- What is asked: Please arrange these items as a two-column CSV with the headers "input" and "output", one row per item: the item's text goes under input and its answer under output, each in one quoted field with line breaks replaced by spaces. Leave the pictures out.

- Dataset:
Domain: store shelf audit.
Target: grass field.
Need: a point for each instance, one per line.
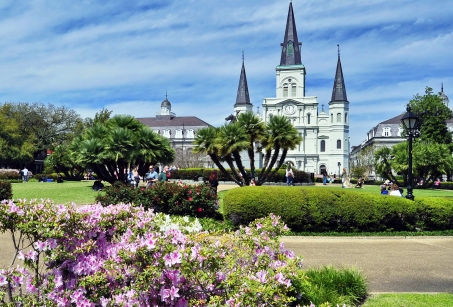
(410, 300)
(61, 193)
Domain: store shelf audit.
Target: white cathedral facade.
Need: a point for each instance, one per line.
(325, 133)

- Answer below:
input,output
"Domain: store shelf audit. Target: grass field. Need: a point for each instance, one per line.","(410, 300) (61, 193)"
"Domain: store shelf audit. Target: white cathedral facade. Need: a point for each instance, one per line.","(325, 133)"